Stated goal: Begin at the line that contains "Existence query: does the image contain any small" and continue through the end of the listing, rewriting every line in that span with the request line unchanged. Scale each box coordinate in the answers by 2.35 and round to whole numbers, with halves going up.

-- BEGIN Material provided --

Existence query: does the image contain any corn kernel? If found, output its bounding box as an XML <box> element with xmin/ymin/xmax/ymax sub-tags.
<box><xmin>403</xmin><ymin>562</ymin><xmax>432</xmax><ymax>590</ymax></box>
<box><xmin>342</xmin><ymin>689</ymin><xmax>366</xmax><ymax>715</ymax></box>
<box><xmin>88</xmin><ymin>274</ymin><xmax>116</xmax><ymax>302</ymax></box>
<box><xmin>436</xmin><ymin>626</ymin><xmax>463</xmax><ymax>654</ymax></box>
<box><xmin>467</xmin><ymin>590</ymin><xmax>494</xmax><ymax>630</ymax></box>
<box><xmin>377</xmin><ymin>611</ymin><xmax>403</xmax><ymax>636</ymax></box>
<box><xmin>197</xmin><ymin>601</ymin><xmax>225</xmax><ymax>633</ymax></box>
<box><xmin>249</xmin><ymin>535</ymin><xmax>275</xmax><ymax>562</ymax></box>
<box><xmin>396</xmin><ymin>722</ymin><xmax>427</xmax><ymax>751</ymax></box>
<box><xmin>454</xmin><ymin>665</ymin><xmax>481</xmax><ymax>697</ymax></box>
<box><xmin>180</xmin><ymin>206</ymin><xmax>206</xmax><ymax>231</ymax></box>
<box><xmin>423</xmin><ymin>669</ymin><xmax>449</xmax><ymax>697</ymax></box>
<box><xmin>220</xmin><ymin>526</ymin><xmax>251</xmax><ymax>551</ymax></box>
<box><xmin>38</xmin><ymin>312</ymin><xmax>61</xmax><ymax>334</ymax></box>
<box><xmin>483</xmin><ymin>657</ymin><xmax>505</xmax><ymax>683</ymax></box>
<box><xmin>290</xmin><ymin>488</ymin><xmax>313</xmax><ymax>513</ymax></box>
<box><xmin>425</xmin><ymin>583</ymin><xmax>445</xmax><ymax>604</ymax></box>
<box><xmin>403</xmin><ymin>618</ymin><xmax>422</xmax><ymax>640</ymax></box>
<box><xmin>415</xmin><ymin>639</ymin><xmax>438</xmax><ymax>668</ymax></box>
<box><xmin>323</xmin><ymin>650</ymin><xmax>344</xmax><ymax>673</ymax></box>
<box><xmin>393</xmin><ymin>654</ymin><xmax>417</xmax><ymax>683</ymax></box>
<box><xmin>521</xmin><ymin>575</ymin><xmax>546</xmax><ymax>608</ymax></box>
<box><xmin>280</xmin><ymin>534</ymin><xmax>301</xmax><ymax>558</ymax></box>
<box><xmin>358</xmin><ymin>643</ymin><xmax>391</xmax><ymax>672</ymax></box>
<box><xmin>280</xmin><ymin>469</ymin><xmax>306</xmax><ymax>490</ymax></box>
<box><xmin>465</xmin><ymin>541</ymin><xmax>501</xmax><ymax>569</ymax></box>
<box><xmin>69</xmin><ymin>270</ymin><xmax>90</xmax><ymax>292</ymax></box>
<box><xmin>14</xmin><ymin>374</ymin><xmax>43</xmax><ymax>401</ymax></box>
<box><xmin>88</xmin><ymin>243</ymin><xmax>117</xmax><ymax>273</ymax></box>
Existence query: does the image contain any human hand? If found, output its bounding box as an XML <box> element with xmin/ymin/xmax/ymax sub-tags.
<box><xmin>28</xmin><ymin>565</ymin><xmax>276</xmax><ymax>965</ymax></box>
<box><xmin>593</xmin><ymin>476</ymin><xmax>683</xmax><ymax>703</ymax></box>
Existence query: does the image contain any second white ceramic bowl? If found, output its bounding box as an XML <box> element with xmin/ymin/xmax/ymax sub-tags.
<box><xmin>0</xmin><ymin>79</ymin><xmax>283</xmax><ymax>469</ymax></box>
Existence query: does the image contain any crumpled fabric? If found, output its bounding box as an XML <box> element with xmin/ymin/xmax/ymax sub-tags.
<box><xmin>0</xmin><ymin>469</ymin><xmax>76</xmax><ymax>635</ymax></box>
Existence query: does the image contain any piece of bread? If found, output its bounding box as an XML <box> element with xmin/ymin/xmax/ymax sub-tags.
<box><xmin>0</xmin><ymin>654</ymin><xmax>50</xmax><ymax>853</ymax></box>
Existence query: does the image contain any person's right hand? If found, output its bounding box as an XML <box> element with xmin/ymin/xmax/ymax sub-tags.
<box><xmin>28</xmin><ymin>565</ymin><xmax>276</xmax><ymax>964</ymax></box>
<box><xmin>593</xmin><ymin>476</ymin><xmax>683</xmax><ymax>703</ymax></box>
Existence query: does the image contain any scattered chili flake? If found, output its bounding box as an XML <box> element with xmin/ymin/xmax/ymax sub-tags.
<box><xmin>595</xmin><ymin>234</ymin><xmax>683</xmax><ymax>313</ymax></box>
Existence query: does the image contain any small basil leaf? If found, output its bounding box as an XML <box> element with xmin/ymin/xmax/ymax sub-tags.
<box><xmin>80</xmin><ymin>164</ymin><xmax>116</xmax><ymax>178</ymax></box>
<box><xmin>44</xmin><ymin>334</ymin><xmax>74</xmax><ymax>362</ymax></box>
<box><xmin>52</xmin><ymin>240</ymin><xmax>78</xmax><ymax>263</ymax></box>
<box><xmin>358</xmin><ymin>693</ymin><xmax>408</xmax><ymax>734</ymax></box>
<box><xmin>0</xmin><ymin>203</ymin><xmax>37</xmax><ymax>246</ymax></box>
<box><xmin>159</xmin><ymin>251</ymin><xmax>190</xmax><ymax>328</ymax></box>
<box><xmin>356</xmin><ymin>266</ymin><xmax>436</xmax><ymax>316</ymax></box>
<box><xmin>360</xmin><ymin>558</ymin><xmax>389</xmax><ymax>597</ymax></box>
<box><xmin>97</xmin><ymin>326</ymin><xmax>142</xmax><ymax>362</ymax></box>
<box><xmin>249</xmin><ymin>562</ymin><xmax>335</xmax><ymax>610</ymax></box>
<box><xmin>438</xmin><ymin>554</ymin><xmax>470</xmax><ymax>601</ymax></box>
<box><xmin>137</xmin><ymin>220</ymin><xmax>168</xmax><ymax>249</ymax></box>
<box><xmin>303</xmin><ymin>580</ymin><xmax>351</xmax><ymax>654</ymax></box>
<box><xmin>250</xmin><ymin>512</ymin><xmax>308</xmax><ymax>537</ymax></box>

-- END Material provided --

Response to this exercise:
Existence query: does the image contain any small basil leaf? If found, output its bounding box as an XML <box> element with xmin/ymin/xmax/ymax sub-tags.
<box><xmin>188</xmin><ymin>385</ymin><xmax>273</xmax><ymax>418</ymax></box>
<box><xmin>103</xmin><ymin>785</ymin><xmax>174</xmax><ymax>851</ymax></box>
<box><xmin>122</xmin><ymin>564</ymin><xmax>183</xmax><ymax>618</ymax></box>
<box><xmin>841</xmin><ymin>1629</ymin><xmax>959</xmax><ymax>1725</ymax></box>
<box><xmin>0</xmin><ymin>477</ymin><xmax>87</xmax><ymax>578</ymax></box>
<box><xmin>374</xmin><ymin>590</ymin><xmax>447</xmax><ymax>771</ymax></box>
<box><xmin>837</xmin><ymin>625</ymin><xmax>1025</xmax><ymax>743</ymax></box>
<box><xmin>846</xmin><ymin>1311</ymin><xmax>914</xmax><ymax>1403</ymax></box>
<box><xmin>228</xmin><ymin>766</ymin><xmax>334</xmax><ymax>851</ymax></box>
<box><xmin>585</xmin><ymin>1321</ymin><xmax>787</xmax><ymax>1434</ymax></box>
<box><xmin>1029</xmin><ymin>1302</ymin><xmax>1105</xmax><ymax>1412</ymax></box>
<box><xmin>322</xmin><ymin>517</ymin><xmax>395</xmax><ymax>585</ymax></box>
<box><xmin>712</xmin><ymin>1363</ymin><xmax>825</xmax><ymax>1537</ymax></box>
<box><xmin>588</xmin><ymin>1203</ymin><xmax>724</xmax><ymax>1262</ymax></box>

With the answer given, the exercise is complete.